◆ **The exercise**:
Set out every line of the listing below as a Markdown table with the columns Row and Line, numbering the rows and skipping blank lines. Leave the pictures out.

(Photo object pointing records)
— Start —
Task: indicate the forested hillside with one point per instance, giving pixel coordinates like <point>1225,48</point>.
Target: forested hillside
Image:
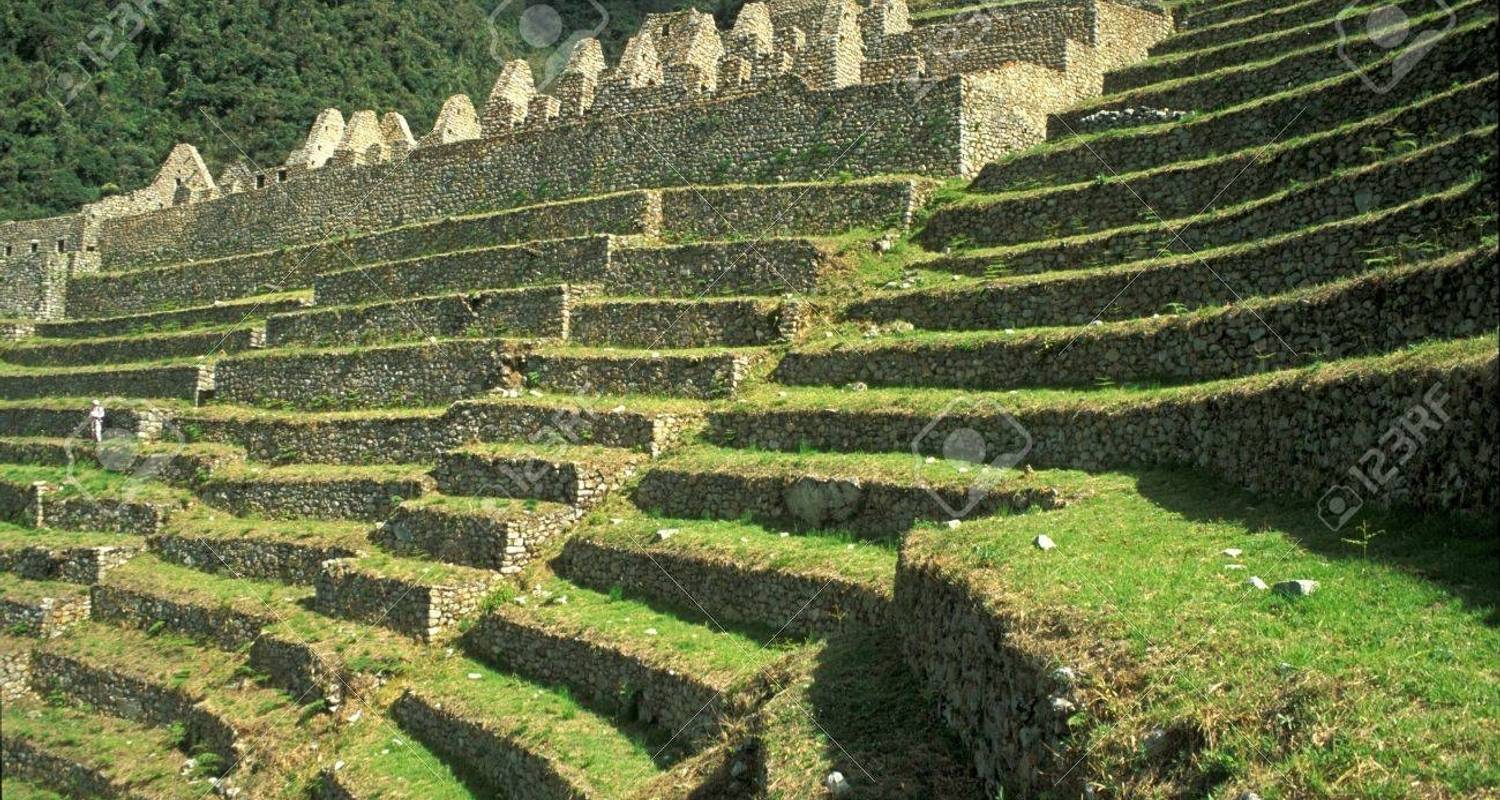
<point>243,77</point>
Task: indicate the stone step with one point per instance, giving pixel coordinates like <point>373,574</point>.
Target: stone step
<point>167,682</point>
<point>1193,188</point>
<point>1329,252</point>
<point>1350,194</point>
<point>1377,312</point>
<point>1218,428</point>
<point>1329,57</point>
<point>86,500</point>
<point>153,595</point>
<point>57,556</point>
<point>647,425</point>
<point>572,475</point>
<point>624,266</point>
<point>135,347</point>
<point>732,321</point>
<point>419,599</point>
<point>479,532</point>
<point>1236,21</point>
<point>521,739</point>
<point>683,679</point>
<point>878,497</point>
<point>414,434</point>
<point>189,381</point>
<point>525,312</point>
<point>41,608</point>
<point>1284,116</point>
<point>698,374</point>
<point>288,551</point>
<point>167,460</point>
<point>248,309</point>
<point>53,418</point>
<point>80,754</point>
<point>735,572</point>
<point>372,757</point>
<point>366,494</point>
<point>1269,36</point>
<point>414,374</point>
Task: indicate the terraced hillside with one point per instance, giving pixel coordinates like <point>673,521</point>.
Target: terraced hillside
<point>1133,440</point>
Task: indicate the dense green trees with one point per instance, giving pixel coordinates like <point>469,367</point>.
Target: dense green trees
<point>242,77</point>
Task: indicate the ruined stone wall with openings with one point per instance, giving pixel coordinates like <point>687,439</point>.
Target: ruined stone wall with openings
<point>776,96</point>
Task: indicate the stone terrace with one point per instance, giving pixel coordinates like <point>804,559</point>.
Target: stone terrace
<point>464,466</point>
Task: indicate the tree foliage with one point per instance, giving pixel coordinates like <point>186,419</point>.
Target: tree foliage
<point>240,78</point>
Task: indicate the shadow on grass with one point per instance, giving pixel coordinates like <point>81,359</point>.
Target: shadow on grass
<point>1454,551</point>
<point>879,727</point>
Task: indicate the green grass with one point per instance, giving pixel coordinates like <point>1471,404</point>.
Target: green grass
<point>143,758</point>
<point>101,484</point>
<point>681,641</point>
<point>746,545</point>
<point>1380,685</point>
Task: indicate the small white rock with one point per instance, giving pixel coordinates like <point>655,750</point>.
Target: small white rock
<point>1296,589</point>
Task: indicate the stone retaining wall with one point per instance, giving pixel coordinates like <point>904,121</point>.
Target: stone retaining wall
— End —
◆ **Exercise answer**:
| Row | Line |
|---|---|
| 1 | Task: indicate the forested hillside with one point per instance, giving pixel coordinates like <point>1225,48</point>. |
| 2 | Target: forested hillside |
| 3 | Image: |
| 4 | <point>243,77</point> |
| 5 | Task: indicate the stone step with one point per instance, giving pixel coordinates like <point>373,574</point>. |
| 6 | Target: stone step |
| 7 | <point>167,682</point> |
| 8 | <point>1193,188</point> |
| 9 | <point>1329,252</point> |
| 10 | <point>1350,194</point> |
| 11 | <point>1377,312</point> |
| 12 | <point>1218,428</point> |
| 13 | <point>1329,57</point> |
| 14 | <point>86,500</point> |
| 15 | <point>153,595</point> |
| 16 | <point>57,556</point> |
| 17 | <point>647,425</point> |
| 18 | <point>572,475</point> |
| 19 | <point>624,266</point> |
| 20 | <point>135,347</point> |
| 21 | <point>732,321</point> |
| 22 | <point>419,599</point> |
| 23 | <point>479,532</point> |
| 24 | <point>1236,21</point> |
| 25 | <point>521,739</point> |
| 26 | <point>683,679</point> |
| 27 | <point>878,497</point> |
| 28 | <point>414,434</point> |
| 29 | <point>189,381</point> |
| 30 | <point>525,312</point> |
| 31 | <point>41,608</point> |
| 32 | <point>1284,116</point> |
| 33 | <point>698,374</point> |
| 34 | <point>288,551</point> |
| 35 | <point>167,460</point> |
| 36 | <point>248,309</point> |
| 37 | <point>53,418</point> |
| 38 | <point>80,754</point> |
| 39 | <point>735,572</point> |
| 40 | <point>372,757</point> |
| 41 | <point>366,494</point> |
| 42 | <point>1269,36</point> |
| 43 | <point>414,374</point> |
| 44 | Task: indicate the terraced hillside with one point per instance, giving pixel coordinates like <point>673,521</point>. |
| 45 | Target: terraced hillside |
| 46 | <point>1133,440</point> |
| 47 | Task: indicate the dense green trees with one point per instance, giving pixel coordinates like <point>469,367</point>. |
| 48 | Target: dense green trees |
| 49 | <point>242,77</point> |
| 50 | Task: indicate the ruined stone wall with openings with one point per instance, giving pixel coordinates like <point>687,439</point>. |
| 51 | Target: ruined stone wall with openings |
| 52 | <point>776,96</point> |
| 53 | Task: indicate the stone terrace with one point per instance, giving pixel coordinates like <point>804,559</point>. |
| 54 | Target: stone terrace |
| 55 | <point>464,466</point> |
| 56 | Task: indicate the tree foliage with one point per instance, giving pixel coordinates like <point>186,419</point>. |
| 57 | Target: tree foliage |
| 58 | <point>240,78</point> |
| 59 | Task: indicate the shadow on grass with one point per instance, giving pixel coordinates like <point>81,359</point>. |
| 60 | Target: shadow on grass |
| 61 | <point>1454,551</point> |
| 62 | <point>879,727</point> |
| 63 | Task: indicate the green grass with one point per instance, giving pixel coordinates like <point>1471,404</point>. |
| 64 | Target: green grass |
| 65 | <point>143,758</point> |
| 66 | <point>101,484</point> |
| 67 | <point>681,641</point> |
| 68 | <point>746,545</point> |
| 69 | <point>1380,685</point> |
| 70 | Task: indicate the small white rock with one point per instance, giving pixel coordinates like <point>655,750</point>. |
| 71 | Target: small white rock |
| 72 | <point>1296,589</point> |
| 73 | Task: indicate the stone retaining wall with one point per instance, giving pixel coordinates like <point>904,121</point>. |
| 74 | Target: stone retaining wall |